> **Auszug zum Lesen**:
>>>

Aktuelles

Tagebuch (55)
Ich kann vor Glaubenden von Gott reden, ich kann vor Atheisten von ihm reden, aber getaufte Gleichgültigkeit lässt mich stottern, unsicher werden, schließlich verstummen. Hinterher werfe ich mir meine Feigheit vor doch ich höre bei jedem Wort, das ich sage, die Langeweile meines Gegenübers: „Kennen wir alles seit Kindertagen...“, und dieses Alles-immer-schon-Wissen führt dazu, dass mir der Glaube blass erscheint. Nicht weil ich selbst nicht mehr glaube, sondern weil ich keinen Weg sehe, diese Herzen zu erreichen.

<<<

> **Beigefügte Auflistung**:
>>>

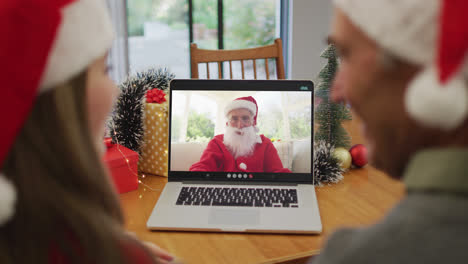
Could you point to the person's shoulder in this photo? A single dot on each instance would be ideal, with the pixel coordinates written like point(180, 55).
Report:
point(265, 139)
point(219, 138)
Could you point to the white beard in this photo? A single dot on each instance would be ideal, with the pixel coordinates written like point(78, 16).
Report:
point(240, 145)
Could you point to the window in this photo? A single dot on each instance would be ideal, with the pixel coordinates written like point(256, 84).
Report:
point(160, 31)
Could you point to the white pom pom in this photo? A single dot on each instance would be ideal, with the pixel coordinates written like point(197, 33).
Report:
point(243, 166)
point(7, 199)
point(436, 105)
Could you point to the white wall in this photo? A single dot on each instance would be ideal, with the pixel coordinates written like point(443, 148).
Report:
point(309, 29)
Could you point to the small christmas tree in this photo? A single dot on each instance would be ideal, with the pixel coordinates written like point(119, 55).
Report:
point(329, 115)
point(126, 124)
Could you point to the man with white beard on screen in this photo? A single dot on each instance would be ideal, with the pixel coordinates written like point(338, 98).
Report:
point(240, 149)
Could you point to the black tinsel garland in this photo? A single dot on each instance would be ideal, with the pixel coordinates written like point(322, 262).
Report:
point(126, 124)
point(326, 167)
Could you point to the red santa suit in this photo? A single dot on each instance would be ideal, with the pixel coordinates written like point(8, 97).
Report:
point(217, 157)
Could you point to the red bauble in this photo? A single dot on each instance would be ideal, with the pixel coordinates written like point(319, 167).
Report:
point(358, 155)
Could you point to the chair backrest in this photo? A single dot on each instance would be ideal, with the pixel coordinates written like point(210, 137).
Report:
point(274, 51)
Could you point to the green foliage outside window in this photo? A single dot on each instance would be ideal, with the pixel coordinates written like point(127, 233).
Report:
point(248, 23)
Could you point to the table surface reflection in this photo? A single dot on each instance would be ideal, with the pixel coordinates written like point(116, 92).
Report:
point(362, 198)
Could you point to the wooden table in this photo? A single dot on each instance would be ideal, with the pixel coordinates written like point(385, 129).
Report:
point(362, 198)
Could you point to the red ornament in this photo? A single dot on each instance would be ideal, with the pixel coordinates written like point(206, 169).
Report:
point(108, 142)
point(155, 96)
point(358, 155)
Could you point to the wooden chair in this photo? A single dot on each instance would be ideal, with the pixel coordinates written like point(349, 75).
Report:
point(274, 51)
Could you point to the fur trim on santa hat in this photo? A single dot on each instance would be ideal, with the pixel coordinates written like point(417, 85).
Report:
point(429, 33)
point(236, 104)
point(7, 199)
point(84, 35)
point(436, 105)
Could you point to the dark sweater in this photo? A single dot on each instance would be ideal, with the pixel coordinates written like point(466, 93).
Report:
point(429, 226)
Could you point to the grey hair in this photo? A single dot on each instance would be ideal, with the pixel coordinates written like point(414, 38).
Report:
point(386, 59)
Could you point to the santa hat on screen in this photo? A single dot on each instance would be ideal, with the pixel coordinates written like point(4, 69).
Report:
point(49, 42)
point(430, 33)
point(248, 103)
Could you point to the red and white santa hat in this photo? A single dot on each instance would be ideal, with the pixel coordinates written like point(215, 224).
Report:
point(247, 102)
point(47, 43)
point(430, 33)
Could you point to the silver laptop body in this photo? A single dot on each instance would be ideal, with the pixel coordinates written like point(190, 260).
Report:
point(240, 201)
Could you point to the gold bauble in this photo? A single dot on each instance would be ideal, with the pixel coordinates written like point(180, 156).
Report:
point(343, 156)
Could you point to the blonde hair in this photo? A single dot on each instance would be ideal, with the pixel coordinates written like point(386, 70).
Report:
point(65, 197)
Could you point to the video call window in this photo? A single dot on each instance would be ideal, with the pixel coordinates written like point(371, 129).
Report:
point(203, 136)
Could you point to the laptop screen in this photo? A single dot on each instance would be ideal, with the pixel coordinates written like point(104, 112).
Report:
point(237, 130)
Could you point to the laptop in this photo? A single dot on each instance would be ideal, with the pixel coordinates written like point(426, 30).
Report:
point(271, 190)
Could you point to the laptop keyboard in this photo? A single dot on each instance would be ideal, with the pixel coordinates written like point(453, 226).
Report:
point(247, 197)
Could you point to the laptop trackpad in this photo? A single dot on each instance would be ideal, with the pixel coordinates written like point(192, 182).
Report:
point(234, 217)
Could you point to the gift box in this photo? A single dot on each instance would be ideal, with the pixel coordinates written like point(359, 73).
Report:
point(122, 163)
point(154, 151)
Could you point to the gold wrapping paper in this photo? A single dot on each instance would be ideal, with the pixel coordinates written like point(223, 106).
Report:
point(154, 152)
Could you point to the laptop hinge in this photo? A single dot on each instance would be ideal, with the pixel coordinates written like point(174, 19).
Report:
point(240, 183)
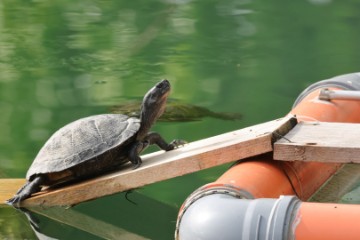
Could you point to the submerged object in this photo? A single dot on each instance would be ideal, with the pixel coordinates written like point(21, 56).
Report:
point(93, 145)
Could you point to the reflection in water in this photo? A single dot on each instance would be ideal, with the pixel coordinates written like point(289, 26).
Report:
point(75, 219)
point(64, 60)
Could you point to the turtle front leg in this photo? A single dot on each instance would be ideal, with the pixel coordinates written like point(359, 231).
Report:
point(134, 152)
point(155, 138)
point(25, 192)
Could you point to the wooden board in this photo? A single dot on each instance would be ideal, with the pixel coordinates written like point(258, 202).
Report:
point(320, 142)
point(162, 165)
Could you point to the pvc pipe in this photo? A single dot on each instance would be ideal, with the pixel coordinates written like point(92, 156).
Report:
point(222, 216)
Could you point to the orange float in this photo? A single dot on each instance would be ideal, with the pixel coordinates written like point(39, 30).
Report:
point(262, 177)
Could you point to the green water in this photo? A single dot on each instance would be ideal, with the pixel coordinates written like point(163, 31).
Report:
point(63, 60)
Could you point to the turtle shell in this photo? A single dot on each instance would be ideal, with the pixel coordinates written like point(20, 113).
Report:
point(82, 140)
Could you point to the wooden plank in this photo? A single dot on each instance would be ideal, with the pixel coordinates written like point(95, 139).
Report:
point(162, 165)
point(320, 142)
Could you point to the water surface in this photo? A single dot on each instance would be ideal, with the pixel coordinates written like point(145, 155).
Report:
point(63, 60)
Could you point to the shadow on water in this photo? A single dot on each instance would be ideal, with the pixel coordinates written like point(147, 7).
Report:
point(177, 111)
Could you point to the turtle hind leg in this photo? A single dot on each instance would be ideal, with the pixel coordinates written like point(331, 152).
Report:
point(29, 188)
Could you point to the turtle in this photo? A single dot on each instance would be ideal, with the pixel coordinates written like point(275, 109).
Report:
point(97, 144)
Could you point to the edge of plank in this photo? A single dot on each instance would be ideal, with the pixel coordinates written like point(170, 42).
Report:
point(158, 166)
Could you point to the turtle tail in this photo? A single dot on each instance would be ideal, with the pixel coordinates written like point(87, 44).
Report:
point(25, 191)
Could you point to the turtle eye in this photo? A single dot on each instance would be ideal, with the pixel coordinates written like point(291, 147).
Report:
point(159, 85)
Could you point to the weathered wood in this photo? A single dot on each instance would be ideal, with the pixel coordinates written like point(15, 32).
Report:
point(320, 142)
point(162, 165)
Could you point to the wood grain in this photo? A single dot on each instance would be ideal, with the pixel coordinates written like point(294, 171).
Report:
point(320, 142)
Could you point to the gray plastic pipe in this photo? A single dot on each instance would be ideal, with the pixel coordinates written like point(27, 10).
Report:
point(223, 215)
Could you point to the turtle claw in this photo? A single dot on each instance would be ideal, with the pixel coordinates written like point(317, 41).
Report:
point(14, 201)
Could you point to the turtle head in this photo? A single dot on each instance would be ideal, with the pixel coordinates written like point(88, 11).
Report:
point(153, 105)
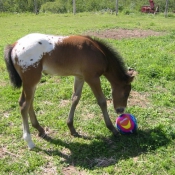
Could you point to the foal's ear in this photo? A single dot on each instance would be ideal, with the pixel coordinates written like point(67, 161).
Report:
point(132, 73)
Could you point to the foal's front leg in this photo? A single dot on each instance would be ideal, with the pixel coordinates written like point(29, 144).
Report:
point(78, 85)
point(94, 83)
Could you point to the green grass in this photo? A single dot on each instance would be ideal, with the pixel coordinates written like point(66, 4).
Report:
point(151, 151)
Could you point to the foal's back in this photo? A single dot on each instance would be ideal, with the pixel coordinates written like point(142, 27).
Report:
point(60, 55)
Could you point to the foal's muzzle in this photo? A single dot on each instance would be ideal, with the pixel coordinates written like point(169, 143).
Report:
point(120, 110)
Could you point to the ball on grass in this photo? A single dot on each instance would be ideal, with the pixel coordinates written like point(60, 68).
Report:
point(126, 124)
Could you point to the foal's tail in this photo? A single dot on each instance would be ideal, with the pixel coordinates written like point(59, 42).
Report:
point(13, 74)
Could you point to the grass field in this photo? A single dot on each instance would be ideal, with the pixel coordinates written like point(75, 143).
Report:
point(152, 101)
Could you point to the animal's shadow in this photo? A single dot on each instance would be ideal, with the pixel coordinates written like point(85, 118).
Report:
point(102, 151)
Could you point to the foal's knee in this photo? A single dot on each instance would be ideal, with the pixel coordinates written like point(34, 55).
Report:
point(102, 103)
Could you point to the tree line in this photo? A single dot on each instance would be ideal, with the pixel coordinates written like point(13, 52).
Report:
point(66, 6)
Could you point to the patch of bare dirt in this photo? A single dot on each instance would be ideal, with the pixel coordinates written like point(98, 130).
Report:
point(124, 33)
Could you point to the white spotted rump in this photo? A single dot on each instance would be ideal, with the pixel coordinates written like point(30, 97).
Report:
point(29, 50)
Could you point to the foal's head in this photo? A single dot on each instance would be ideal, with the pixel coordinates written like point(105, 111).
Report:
point(121, 91)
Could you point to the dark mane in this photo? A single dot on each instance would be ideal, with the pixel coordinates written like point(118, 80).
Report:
point(115, 61)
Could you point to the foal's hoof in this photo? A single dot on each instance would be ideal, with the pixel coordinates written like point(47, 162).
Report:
point(75, 134)
point(115, 133)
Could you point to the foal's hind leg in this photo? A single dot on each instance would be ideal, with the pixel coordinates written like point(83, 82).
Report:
point(35, 122)
point(78, 85)
point(24, 103)
point(94, 83)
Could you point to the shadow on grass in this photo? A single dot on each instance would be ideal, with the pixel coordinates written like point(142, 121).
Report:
point(103, 152)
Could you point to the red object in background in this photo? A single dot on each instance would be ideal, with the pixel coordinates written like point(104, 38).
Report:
point(149, 8)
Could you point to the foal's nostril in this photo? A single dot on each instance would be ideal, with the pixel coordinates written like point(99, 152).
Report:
point(120, 110)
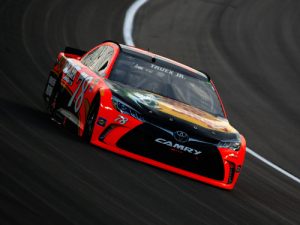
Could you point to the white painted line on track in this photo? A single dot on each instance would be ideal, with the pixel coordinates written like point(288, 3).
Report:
point(129, 19)
point(127, 35)
point(275, 167)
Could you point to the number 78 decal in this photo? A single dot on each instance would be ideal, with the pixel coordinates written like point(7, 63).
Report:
point(84, 80)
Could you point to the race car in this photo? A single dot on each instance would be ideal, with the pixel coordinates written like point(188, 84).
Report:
point(146, 107)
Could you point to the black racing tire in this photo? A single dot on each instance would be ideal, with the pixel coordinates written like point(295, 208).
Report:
point(91, 119)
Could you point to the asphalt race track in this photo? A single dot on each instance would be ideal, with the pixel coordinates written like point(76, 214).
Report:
point(251, 49)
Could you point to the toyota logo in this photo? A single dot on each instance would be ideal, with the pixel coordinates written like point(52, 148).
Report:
point(181, 136)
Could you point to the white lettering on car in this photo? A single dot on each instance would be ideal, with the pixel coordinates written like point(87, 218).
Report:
point(178, 146)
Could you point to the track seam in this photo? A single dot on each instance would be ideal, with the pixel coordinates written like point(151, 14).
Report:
point(127, 36)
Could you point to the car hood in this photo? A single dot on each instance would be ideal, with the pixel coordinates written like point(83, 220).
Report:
point(159, 109)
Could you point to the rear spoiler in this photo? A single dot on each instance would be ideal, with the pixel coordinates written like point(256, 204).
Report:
point(74, 51)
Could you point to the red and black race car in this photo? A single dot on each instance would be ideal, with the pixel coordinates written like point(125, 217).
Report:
point(148, 108)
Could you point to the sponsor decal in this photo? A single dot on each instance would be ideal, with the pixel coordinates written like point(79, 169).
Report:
point(121, 120)
point(177, 146)
point(83, 83)
point(181, 136)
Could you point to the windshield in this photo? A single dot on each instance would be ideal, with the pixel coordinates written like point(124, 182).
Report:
point(167, 80)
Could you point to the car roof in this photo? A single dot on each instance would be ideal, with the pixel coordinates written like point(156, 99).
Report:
point(156, 56)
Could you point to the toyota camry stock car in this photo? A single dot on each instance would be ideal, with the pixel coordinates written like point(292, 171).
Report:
point(148, 108)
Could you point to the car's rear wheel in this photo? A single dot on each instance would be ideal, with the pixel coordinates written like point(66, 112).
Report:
point(91, 119)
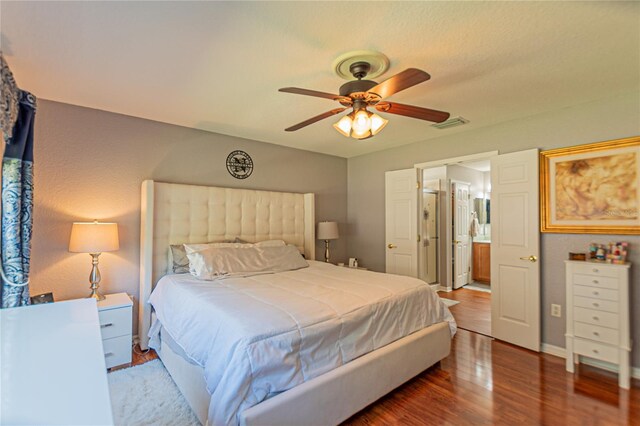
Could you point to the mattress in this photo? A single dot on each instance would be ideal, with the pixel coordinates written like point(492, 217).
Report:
point(261, 335)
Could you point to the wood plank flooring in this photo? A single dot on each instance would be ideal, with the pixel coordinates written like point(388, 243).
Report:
point(473, 313)
point(488, 382)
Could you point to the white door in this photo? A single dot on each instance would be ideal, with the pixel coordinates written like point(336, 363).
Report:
point(515, 249)
point(430, 236)
point(461, 249)
point(401, 222)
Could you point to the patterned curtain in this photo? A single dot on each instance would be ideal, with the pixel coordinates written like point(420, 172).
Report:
point(17, 191)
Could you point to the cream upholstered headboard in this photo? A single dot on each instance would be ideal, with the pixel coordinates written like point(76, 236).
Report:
point(177, 213)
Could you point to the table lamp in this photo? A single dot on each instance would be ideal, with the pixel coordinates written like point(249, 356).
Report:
point(327, 231)
point(94, 238)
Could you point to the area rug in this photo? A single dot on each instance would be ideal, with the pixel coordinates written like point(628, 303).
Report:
point(146, 395)
point(449, 302)
point(478, 287)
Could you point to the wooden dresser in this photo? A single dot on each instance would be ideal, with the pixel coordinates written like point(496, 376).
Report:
point(481, 262)
point(598, 315)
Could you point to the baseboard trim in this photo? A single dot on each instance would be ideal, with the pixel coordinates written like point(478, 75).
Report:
point(561, 353)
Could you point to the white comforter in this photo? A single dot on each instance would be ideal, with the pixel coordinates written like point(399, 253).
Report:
point(261, 335)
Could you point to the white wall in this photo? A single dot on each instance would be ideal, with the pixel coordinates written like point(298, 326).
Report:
point(611, 118)
point(89, 164)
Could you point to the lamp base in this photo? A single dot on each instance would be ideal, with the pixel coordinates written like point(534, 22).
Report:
point(95, 294)
point(94, 278)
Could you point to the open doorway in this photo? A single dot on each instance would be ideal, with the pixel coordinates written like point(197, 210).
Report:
point(455, 227)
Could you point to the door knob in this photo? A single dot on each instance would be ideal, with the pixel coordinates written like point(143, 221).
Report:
point(531, 258)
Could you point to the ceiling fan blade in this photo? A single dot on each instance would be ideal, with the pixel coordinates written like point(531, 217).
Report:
point(413, 111)
point(299, 91)
point(403, 80)
point(314, 119)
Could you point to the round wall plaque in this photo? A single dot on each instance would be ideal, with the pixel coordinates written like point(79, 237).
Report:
point(239, 164)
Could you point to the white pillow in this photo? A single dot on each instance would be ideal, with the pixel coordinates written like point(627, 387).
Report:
point(177, 262)
point(212, 263)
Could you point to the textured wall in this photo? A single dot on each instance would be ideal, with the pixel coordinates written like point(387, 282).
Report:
point(90, 164)
point(612, 118)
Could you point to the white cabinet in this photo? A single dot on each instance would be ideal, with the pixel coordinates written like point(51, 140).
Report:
point(52, 367)
point(116, 316)
point(598, 315)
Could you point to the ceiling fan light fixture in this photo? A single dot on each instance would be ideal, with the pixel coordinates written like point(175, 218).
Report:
point(344, 125)
point(361, 122)
point(377, 123)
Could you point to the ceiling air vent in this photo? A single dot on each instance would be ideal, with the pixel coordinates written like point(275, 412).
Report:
point(452, 122)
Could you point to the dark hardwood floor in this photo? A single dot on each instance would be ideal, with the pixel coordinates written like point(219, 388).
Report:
point(488, 382)
point(473, 313)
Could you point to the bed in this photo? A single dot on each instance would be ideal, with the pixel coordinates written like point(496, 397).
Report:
point(330, 392)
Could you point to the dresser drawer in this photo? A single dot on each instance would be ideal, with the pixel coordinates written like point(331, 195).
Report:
point(594, 281)
point(595, 270)
point(115, 322)
point(595, 350)
point(591, 316)
point(597, 333)
point(597, 304)
point(595, 292)
point(117, 351)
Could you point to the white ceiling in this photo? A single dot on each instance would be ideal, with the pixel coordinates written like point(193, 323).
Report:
point(217, 66)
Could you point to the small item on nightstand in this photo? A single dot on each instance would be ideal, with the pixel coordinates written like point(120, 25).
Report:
point(42, 298)
point(617, 252)
point(577, 256)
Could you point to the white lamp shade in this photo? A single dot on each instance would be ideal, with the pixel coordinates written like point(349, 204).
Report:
point(327, 231)
point(93, 237)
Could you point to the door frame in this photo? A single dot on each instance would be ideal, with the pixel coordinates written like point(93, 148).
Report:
point(452, 225)
point(448, 284)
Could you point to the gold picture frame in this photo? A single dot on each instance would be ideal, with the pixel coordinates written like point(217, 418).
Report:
point(591, 189)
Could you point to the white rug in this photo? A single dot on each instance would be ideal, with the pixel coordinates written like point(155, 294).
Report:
point(449, 302)
point(478, 287)
point(146, 395)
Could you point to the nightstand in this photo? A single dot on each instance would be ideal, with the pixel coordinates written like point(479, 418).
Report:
point(116, 316)
point(351, 267)
point(598, 315)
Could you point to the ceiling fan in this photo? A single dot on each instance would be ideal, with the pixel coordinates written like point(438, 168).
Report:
point(359, 94)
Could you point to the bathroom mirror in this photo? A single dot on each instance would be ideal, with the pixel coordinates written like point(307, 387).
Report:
point(482, 208)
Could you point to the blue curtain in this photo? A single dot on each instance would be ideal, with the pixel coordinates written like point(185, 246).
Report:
point(17, 204)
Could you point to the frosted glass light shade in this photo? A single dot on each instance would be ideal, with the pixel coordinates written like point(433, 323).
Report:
point(327, 231)
point(344, 126)
point(377, 123)
point(93, 237)
point(361, 122)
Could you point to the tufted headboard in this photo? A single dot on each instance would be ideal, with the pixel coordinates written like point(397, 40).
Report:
point(177, 213)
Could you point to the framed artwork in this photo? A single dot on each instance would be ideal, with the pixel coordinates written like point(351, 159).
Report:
point(591, 189)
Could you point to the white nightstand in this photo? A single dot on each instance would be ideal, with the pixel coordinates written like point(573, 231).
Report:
point(351, 267)
point(598, 323)
point(116, 316)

<<<

> **Was gefragt ist**:
Führe den Tagebucheintrag über das Reden von Gott vor gleichgültigen Getauften im Anschluss an seinen letzten Satz weiter. Die Auflistung spielt hierfür keine Rolle.

> **Ergebnis der Aufgabe**:
Vor einiger Zeit sprach ich mit einer Gruppe junger Frauen, die sehr weit weg vom Christentum waren. Ich versuchte zu provozieren: „In ihren Augen muss ich ja wohl in einer totaler Illusion leben.“ - „Nein, so sehen wir es nicht, wenn der Glaube ihnen gut tut, leben sie ihn ruhig.“ - „Ich glaube aber nicht, weil es mir gut tut, sondern weil ich überzeugt bin, dass der Glaube wahr ist.“ - „Wahrheit bedeutet uns nichts, wir wollen unsere Freiheit und ein schönes Leben.“ - „Aber wenn ihr am Ende eures Lebens erkennen müsstet, dass ihr euer Leben vertan habe, weil ihr die eigentliche Realität gar nicht wahrgenommen habt?“ - „Das ist uns egal, wenn das Leben angenehm war und uns Spaß gemacht hat, war es in Ordnung.“
 
Tagebuch (54)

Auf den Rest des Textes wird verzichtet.